[Collected data entries]
════════

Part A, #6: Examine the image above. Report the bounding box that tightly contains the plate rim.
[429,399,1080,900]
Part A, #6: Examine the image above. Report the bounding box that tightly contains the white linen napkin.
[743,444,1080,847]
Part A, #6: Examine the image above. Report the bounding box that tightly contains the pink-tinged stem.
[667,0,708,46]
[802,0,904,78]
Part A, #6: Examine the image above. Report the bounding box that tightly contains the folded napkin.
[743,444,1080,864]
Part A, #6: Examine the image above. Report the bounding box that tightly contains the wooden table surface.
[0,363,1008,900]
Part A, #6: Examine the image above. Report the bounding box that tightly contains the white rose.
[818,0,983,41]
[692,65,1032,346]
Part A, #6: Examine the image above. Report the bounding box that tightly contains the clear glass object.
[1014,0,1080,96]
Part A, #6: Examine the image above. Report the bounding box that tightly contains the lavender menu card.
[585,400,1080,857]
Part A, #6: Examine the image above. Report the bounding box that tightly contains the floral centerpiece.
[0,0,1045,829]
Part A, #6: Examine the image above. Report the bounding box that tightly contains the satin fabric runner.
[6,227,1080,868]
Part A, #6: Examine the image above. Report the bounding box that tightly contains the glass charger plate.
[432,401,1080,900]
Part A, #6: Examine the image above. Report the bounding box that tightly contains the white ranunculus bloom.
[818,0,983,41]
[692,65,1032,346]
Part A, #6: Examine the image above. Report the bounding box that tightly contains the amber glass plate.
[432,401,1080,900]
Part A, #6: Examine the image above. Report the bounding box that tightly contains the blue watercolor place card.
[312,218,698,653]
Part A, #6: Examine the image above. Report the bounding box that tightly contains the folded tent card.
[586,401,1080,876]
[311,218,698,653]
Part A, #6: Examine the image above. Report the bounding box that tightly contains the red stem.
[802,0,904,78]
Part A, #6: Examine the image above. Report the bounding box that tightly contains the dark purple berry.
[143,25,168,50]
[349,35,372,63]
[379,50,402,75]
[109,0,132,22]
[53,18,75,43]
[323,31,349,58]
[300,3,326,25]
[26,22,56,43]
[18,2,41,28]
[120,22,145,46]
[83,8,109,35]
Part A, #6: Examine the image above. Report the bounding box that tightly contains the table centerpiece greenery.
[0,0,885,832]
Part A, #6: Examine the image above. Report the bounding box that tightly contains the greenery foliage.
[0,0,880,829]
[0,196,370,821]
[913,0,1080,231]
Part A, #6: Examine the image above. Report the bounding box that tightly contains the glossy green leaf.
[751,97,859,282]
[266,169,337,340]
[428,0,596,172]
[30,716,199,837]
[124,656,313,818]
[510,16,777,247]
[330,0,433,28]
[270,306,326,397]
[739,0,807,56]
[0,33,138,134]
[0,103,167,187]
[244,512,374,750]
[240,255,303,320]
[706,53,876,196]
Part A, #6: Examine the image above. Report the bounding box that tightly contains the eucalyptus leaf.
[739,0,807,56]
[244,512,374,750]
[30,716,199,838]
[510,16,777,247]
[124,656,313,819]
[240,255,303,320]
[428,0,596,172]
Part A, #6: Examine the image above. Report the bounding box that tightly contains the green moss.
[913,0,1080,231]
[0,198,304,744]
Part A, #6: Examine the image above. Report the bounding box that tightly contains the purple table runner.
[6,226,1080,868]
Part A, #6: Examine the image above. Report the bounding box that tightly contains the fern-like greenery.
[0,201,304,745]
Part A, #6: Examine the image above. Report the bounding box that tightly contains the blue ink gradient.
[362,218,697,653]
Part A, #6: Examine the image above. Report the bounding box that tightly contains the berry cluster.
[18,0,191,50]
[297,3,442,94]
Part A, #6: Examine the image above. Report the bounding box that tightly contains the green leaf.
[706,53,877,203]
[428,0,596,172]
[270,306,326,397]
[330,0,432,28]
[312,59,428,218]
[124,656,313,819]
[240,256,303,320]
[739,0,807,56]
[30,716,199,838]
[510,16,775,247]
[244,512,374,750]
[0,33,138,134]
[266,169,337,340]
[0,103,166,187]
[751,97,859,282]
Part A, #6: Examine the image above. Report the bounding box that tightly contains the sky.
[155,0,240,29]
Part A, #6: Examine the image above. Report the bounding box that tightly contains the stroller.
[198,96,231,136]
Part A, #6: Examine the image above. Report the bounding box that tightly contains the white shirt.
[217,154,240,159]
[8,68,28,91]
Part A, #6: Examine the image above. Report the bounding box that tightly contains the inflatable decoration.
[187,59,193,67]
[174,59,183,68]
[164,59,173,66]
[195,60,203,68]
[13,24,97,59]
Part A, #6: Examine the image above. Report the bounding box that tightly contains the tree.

════════

**REQUIRED WORK:** Put the items above into a Markdown table with the columns "Row" and "Line", one line per row numbered in order, and leave out any blank lines.

**FINAL RESULT:**
| Row | Line |
|---|---|
| 1 | Part A, #6: Examine the image above. Report the bounding box that tightly contains the plate rim. |
| 2 | [429,399,1080,900] |
| 3 | Part A, #6: Examine the image above. Report the bounding box that tightly contains the white linen napkin. |
| 4 | [743,444,1080,847] |
| 5 | Part A, #6: Examine the image above. Report the bounding box that tightly contains the pink-tinged stem. |
| 6 | [667,0,708,46] |
| 7 | [802,0,904,78] |
| 8 | Part A, #6: Examine the image above. Report the bounding box that tightly contains the folded napkin. |
| 9 | [743,444,1080,864] |
| 10 | Part A, #6: Examine the image above. Report the bounding box that tightly contains the wooden table surface. |
| 11 | [0,363,1008,900] |
| 12 | Part A, #6: Examine the image above. Report the bounding box that tightly contains the white rose. |
| 13 | [818,0,983,41] |
| 14 | [692,65,1032,346] |
| 15 | Part A, #6: Examine the image above. Report the bounding box that tightly contains the clear glass object. |
| 16 | [1014,0,1080,96] |
| 17 | Part A, #6: Examine the image above. Report the bounding box that tightly contains the lavender menu card. |
| 18 | [585,400,1080,857] |
| 19 | Part A, #6: Examine the image above. Report the bounding box that tightly contains the floral centerpiece. |
| 20 | [0,0,1045,829] |
| 21 | Part A, #6: Examine the image above. Report the bounding box that tightly contains the satin fabric runner. |
| 22 | [6,227,1080,868] |
| 23 | Part A, #6: Examine the image above. Report the bounding box that tightly contains the glass charger plate. |
| 24 | [432,401,1080,900] |
| 25 | Part A, #6: Examine the image above. Report the bounding box that tightly contains the white ranunculus bloom. |
| 26 | [818,0,983,41] |
| 27 | [692,65,1032,346] |
| 28 | Part A, #6: Examine the image above. Report the bounding box that tightly contains the amber glass plate. |
| 29 | [432,401,1080,900] |
| 30 | Part A, #6: Examine the image above. Report the bounding box that tightly contains the blue watercolor place card. |
| 31 | [312,218,698,653] |
| 32 | Part A, #6: Examine the image above. Report the bounding box that tightly contains the folded tent card. |
| 33 | [586,401,1080,876] |
| 34 | [311,218,698,653] |
| 35 | Part A, #6: Examine the image above. Report the bounding box that tightly contains the red stem. |
| 36 | [802,0,904,78] |
| 37 | Part A, #6: Examine the image above. Report the bounding box that tightly contains the dark purple berry. |
| 38 | [143,25,168,50] |
| 39 | [349,35,372,63] |
| 40 | [379,50,402,75] |
| 41 | [109,0,132,22] |
| 42 | [53,18,75,43] |
| 43 | [323,31,349,58] |
| 44 | [300,3,326,25] |
| 45 | [26,22,56,43] |
| 46 | [18,2,41,28] |
| 47 | [120,22,145,46] |
| 48 | [83,8,109,35] |
| 49 | Part A, #6: Examine the image above. Report the bounding box that tightly contains the table centerpiece greenery. |
| 50 | [0,0,885,832] |
| 51 | Part A, #6: Examine the image above. Report the bounding box that tightly contains the greenery foliage. |
| 52 | [0,0,880,829] |
| 53 | [0,196,370,821] |
| 54 | [913,0,1080,231] |
| 55 | Part A, #6: Examine the image above. Report the bounding box that tightly contains the glossy green leaf. |
| 56 | [751,97,859,282] |
| 57 | [266,169,337,340] |
| 58 | [428,0,596,172] |
| 59 | [30,716,199,837] |
| 60 | [124,656,313,818] |
| 61 | [510,16,777,247] |
| 62 | [330,0,433,28] |
| 63 | [270,306,326,397] |
| 64 | [739,0,807,56] |
| 65 | [0,33,138,134] |
| 66 | [0,103,167,187] |
| 67 | [244,512,374,750] |
| 68 | [240,255,303,320] |
| 69 | [706,53,876,196] |
| 70 | Part A, #6: Examine the image above. Report the bounding box that tightly contains the eucalyptus leaf. |
| 71 | [739,0,807,56] |
| 72 | [244,512,374,750] |
| 73 | [30,716,199,838] |
| 74 | [510,16,777,247] |
| 75 | [124,656,313,819] |
| 76 | [240,255,303,320] |
| 77 | [428,0,596,172] |
| 78 | Part A, #6: Examine the image above. Report the bounding box that tightly contains the green moss. |
| 79 | [913,0,1080,231] |
| 80 | [0,198,304,744] |
| 81 | Part A, #6: Examine the image above. Report the bounding box that tightly contains the purple table runner. |
| 82 | [6,226,1080,868] |
| 83 | Part A, #6: Examine the image above. Report the bounding box that tightly contains the fern-like greenery. |
| 84 | [0,201,304,745] |
| 85 | Part A, #6: Examine the image above. Report the bounding box that tightly contains the blue ink gradient. |
| 86 | [362,218,697,653] |
| 87 | Part A, #6: Examine the image above. Report the bounding box that tightly contains the berry cluster. |
| 88 | [18,0,191,50] |
| 89 | [297,3,442,94] |
| 90 | Part A, #6: Examine the image above. Report the bounding box that tightly contains the green leaf. |
| 91 | [706,53,877,203] |
| 92 | [428,0,596,172] |
| 93 | [270,306,326,397] |
| 94 | [330,0,432,28] |
| 95 | [312,59,428,218] |
| 96 | [124,656,313,819] |
| 97 | [240,256,303,320] |
| 98 | [739,0,807,56] |
| 99 | [30,716,199,838] |
| 100 | [510,16,775,247] |
| 101 | [244,512,374,750] |
| 102 | [0,33,138,134] |
| 103 | [266,169,337,340] |
| 104 | [0,103,166,187] |
| 105 | [751,97,859,282] |
| 106 | Part A, #6: Examine the image above. Report the bounding box that tightly contains the sky. |
| 107 | [155,0,240,29] |
| 108 | Part A, #6: Examine the image above. Report the bounding box that tightly contains the stroller. |
| 109 | [198,96,231,136] |
| 110 | Part A, #6: Examine the image above. Report the bounding box that tightly contains the white shirt. |
| 111 | [217,154,240,159] |
| 112 | [8,68,28,91] |
| 113 | Part A, #6: Examine the image above. Report the bounding box that tightly contains the inflatable decoration. |
| 114 | [187,59,193,67] |
| 115 | [174,59,183,68] |
| 116 | [164,59,173,66] |
| 117 | [195,60,203,68] |
| 118 | [13,24,97,59] |
| 119 | Part A, #6: Examine the image above. Report the bounding box that tightly contains the tree. |